══ VORLIEGENDER TEXT

Ist doch logisch: Da sind die demographischen Anforderungen – immer mehr Patienten. Da ist der allgemeine Fachkräftemangel. Da ist die oft schwierige Berufs-Situation im Pflegebereich (so dass viele Fachleute wieder aussteigen).
Da muss das Personal ja knapp werden im Pflegebereich. Logisch.
Kernfrage: Warum benötigt die Schweiz mehr Pflege als andere?
Doch ernsthaften Widerspruch meldet jetzt Avenir Suisse an. Zwei Autoren des Schweizer Wirtschafts-«Think Tank» liefern bemerkenswerte Gegenargumente (die allerdings bis jetzt kaum beachtet wurden).
Ausgangspunkt ist die Erkenntnis, das die Schweiz unter den Industriestaaten die höchste Dichte an Pflegefachpersonal hat
(mehr dazu hier); dabei sind die höheren Ausbildungszahlen der letzten Jahre hier noch gar nicht recht berücksichtigt.
Die Avenir-Suisse-Ökonomen Jérôme Cosandey und Kevin Kienast wechseln nun also die Perspektive und betrachten für einmal nicht das Angebot (zum Beispiel an Pflegepersonal), sondern die Nachfrage (an Pflegeleistungen): Weshalb benötigt die Schweiz hier so viel mehr als vergleichbare Länder in Europa und Nordamerika?
Denn immerhin ist der Unterschied gewaltig: Die Schweiz hat laut Daten der Industriestaaten-Organisation OECD 17,4 Pflegefachpersonen pro 1000 Einwohner; der Durchschnitt aller OECD-Länder liegt bei 9,1, also fast halb so tief.
Und dabei wurde die Lage in der Schweiz in den letzten Jahren sogar stetig besser: Im Jahr 2000 gab es hier lediglich 12,9 Pflegefachleute auf 1000 Einwohner. Der Wert lag also vor nicht allzu langer Zeit massiv tiefer als jetzt. Dabei war er selbst damals deutlich höher als heute in unseren Nachbarländern Österreich, Frankreich und Italien.
Oder kürzer: Es dürfte eigentlich genug Pflegepersonal in der Schweiz geben. Und: Es gibt immer mehr.

════
══ GESAMMELTE DATEN

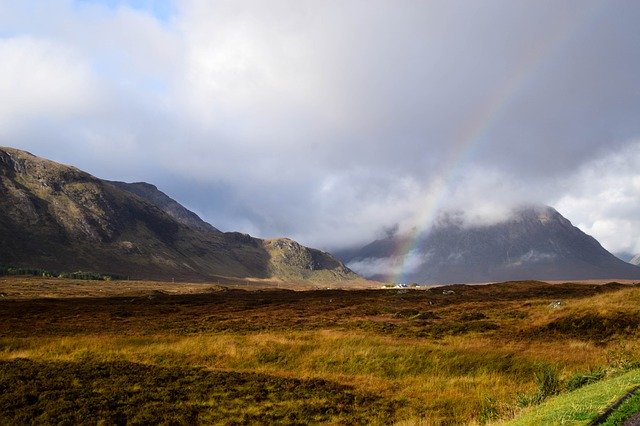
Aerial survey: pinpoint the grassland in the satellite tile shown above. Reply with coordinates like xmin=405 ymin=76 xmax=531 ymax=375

════

• ZU BEARBEITENDE AUFGABEN:
1. Geben Sie den Absatz aus dem Text über das Pflegepersonal in der Schweiz, der mit „Und dabei wurde die Lage“ beginnt, kürzer wieder. Die wichtigsten Fakten sollen erhalten bleiben.
2. Prüfen Sie anhand des Textes über das Pflegepersonal in der Schweiz, ob die folgenden Aussagen zutreffen. Antworten Sie jeweils mit Ja oder Nein und zitieren Sie die entscheidenden Worte des Textes wörtlich.
(a) Laut OECD kommen in der Schweiz 17,4 Pflegefachpersonen auf 1000 Einwohner.
(b) Die Gegenargumente von Avenir Suisse haben bereits viel Beachtung gefunden.
(c) Cosandey und Kienast untersuchen vor allem das Angebot an Pflegepersonal.
3. Führen Sie den Text über das Pflegepersonal in der Schweiz nach seinem letzten Satz fort.

• IHRE ANTWORTEN:
1. Die Lage in der Schweiz hat sich in den letzten Jahren stetig verbessert. Im Jahr 2000 gab es nur 12,9 Pflegefachleute pro 1000 Einwohner, also deutlich weniger als heute. Doch selbst dieser Wert lag klar über dem heutigen Wert in Österreich, Frankreich und Italien.

2.
(a) Ja: „Die Schweiz hat laut Daten der Industriestaaten-Organisation OECD 17,4 Pflegefachpersonen pro 1000 Einwohner“
(b) Nein: „die allerdings bis jetzt kaum beachtet wurden“
(c) Nein: „betrachten für einmal nicht das Angebot (zum Beispiel an Pflegepersonal), sondern die Nachfrage (an Pflegeleistungen)“

3.
Schweiz auf Rang 1: Ausgebildetes Pflegepersonal pro 1000 Einwohner (Quelle & Grafik: OECD, «Health at a Glance» 2015)
«Der Fachkräftemangel in der Schweiz lässt sich also nicht nur durch ein knappes Angebot erklären», folgern Cosandey und Kienast. Sondern: Wir haben es zuerst einmal mit einer überaus hohen Nachfrage zu tun. Mit einer Nachfrage obendrein, die stetig steigt.
Warum? Eine Erklärung finden die Autoren in den dezentralen Strukturen des hiesigen Gesundheitssystems: Kaum ein Land hat so viele kleine Spitäler wie die Schweiz, und die Spitäler haben hier im Schnitt weniger Betten als anderswo. Ähnliches gilt auch für den Alters- und Pflegeheim-Bereich.
Viele Spitäler heisst: Viel Bedarf an Pflegepersonal
Das bedeutet: Viele Ressourcen werden nicht optimal ausgelastet – beispielsweise beim Pikettdienst oder auch bei Aus- und Weiterbildungen.
Tönt theoretisch? Ein Beispiel dafür, wie durch grosse Strukturen Personal besser eingesetzt werden kann (womit am Ende der Pflegenotstand gemildert würde), bildet das Prinzip des unlängst eingeweihten
Mercy Virtual Care Center in den USA: Es ist quasi ein riesiges Backup-System für Dutzende Spitäler mit insgesamt 2'400 Betten. All diese Kliniken können einen Teil ihrer Betreuungs-, Überwachungs- und Knowhow-Aufgaben ans Mercy-Zentrum auslagern – im 24-Stunden-Betrieb.
Pflegende sollen sich auf die Pflege konzentrieren können
Dass durch die Organisation ein Teil des Pflegenotstands gemildert werden könnte, schreiben denn auch die Avenir-Suisse-Autoren: «Auch in der ambulanten Pflege müssten neue Modelle entwickelt werden, damit sich Pflegepersonen vermehrt auf die medizinische Pflege und Angehörige auf Pflegehilfe konzentrieren können. Damit könnten wertvolle, qualifizierte Ressourcen besser eingesetzt werden.»
Die Schweiz, so das Fazit, benötige nicht bloss Investitionen in die Ausbildung des Pflegepersonals – sondern auch «die optimale Nutzung bestehender Pflegeressourcen».
Und weiter: «Nur so kann der Fachkräftemangel mittelfristig und nachhaltig entschärft werden.»